Exercise:
Reproduce the material below with "white cheek patch" swapped for "black throat patch" and nothing else altered, leaving out the pictures.

### Record extracts

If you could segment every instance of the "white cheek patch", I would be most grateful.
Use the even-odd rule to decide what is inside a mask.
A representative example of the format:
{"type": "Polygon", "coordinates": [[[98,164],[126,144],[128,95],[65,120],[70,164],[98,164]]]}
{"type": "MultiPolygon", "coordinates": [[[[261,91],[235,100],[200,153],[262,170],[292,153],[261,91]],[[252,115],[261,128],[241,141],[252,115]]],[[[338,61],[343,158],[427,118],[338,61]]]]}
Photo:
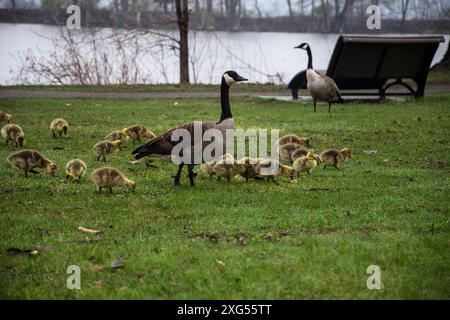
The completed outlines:
{"type": "Polygon", "coordinates": [[[223,78],[225,79],[225,82],[227,85],[231,86],[232,84],[236,83],[236,80],[234,80],[232,77],[230,77],[227,73],[223,75],[223,78]]]}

######

Output below:
If you could segment every instance of the "black throat patch", I would be most grateful.
Use the even-odd rule to decide what is inside a mask.
A representative example of the format:
{"type": "Polygon", "coordinates": [[[98,164],[126,144],[128,95],[65,120],[70,164],[98,164]]]}
{"type": "MultiPolygon", "coordinates": [[[[261,91],[235,100],[200,153],[262,170],[292,153],[261,91]],[[252,115],[261,128],[241,141],[252,115]]],[[[338,61],[343,158],[427,118],[338,61]]]]}
Photo:
The completed outlines:
{"type": "Polygon", "coordinates": [[[223,78],[225,79],[225,82],[227,85],[231,86],[232,84],[236,83],[236,80],[234,80],[232,77],[230,77],[227,73],[223,75],[223,78]]]}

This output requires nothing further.